Because many of you reading this newsletter are professionals in the Alternate Dispute Resolution (ADR) field, professionals who utilize ADR and/or people who have a personal interest in mediation, it becomes habitual to think of mediation as a process by which a trained professional sits down with two disputing parties, typically in the framework of litigation, a divorce, or some sort of legal-based conflict, and tries to move the two sides to resolution without recourse to the lengthy, expensive and, often, anguishing process of litigation.
I propose that mediation is a far more basic process than that.
The simplest level of mediation lies without ourselves. Each of us has our own competing interests. For a high school student, for example, the conflict may be between getting homework done comfortably ahead of a deadline or going partying with friends. For an adult, it could be between staying up late working on that project or spending quality time with your wife and kids.
Each of these interests carries its own baggage. "What will happen to my grade if I wait until the last minute?" "Will my friends think I'm a geek if I don't go out with them?" "Will my job be in jeopardy if I don't produce the goods?" "What kind of mother and wife doesn't give her family her undivided attention?" And each of these conflicts requires a mediation within one's self in order to move forward. Nobody said that taking a step forward is always automatic.

DATA FOR REVIEW |
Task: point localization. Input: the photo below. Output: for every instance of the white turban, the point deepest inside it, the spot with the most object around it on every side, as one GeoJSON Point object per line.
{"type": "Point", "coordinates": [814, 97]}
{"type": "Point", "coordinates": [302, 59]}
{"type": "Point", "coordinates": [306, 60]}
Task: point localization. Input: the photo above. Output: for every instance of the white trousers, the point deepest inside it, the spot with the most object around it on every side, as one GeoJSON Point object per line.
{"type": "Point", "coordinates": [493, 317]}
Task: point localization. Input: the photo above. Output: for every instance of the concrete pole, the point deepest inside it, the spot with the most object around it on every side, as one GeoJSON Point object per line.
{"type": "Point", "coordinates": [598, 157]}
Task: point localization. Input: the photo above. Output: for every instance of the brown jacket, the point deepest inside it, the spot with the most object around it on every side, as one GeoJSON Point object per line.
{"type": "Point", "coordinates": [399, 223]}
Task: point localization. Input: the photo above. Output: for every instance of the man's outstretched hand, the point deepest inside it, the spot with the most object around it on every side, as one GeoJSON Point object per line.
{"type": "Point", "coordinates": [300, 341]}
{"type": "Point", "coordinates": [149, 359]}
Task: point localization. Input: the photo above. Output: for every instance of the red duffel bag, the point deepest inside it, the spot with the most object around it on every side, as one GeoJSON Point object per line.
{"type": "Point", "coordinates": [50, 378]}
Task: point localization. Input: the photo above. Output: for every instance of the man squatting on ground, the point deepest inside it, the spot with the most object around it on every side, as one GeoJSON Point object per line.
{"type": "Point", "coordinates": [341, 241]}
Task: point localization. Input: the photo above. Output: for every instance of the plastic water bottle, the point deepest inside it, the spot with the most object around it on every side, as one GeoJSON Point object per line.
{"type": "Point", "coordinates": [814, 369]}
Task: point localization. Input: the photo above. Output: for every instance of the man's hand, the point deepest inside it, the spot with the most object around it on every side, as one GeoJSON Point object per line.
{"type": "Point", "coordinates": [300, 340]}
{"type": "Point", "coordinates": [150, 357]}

INSTRUCTIONS TO FOLLOW | Please continue the newsletter piece on mediation from its last sentence.

RESULT |
Even on this simple level of mediation within one's own self, there is often the need for an external mediator. Sometimes that mediator takes the form of a parent, a spouse, a clergy,an, a co-worker, a therapist, or one of countless other people whom one is willing to confide in and listen to. And, of course, these problems haven't a thing to do with a court of law or any other public forum. They have to do with sorting out our own values and applying them to the simple day-to-day decisions that we all have to make.
Sometimes we seek help in groups. There are spiritual groups, 12-step groups, and all kinds of other groups that people join in order to discuss things of mutual interest with other people. This is also a form of mediated discussion in which each person operates under clearly understood rules of conduct. And, again, each person is free to take any advice offered and apply it to his or her own internal conflicts.
So you see, mediation and conflict resolution can be a far broader topic than just the mediation of divorces and litigated cases. I'll have a lot to say about those areas in future newsletters and blog posts, but hat's a wrap for today!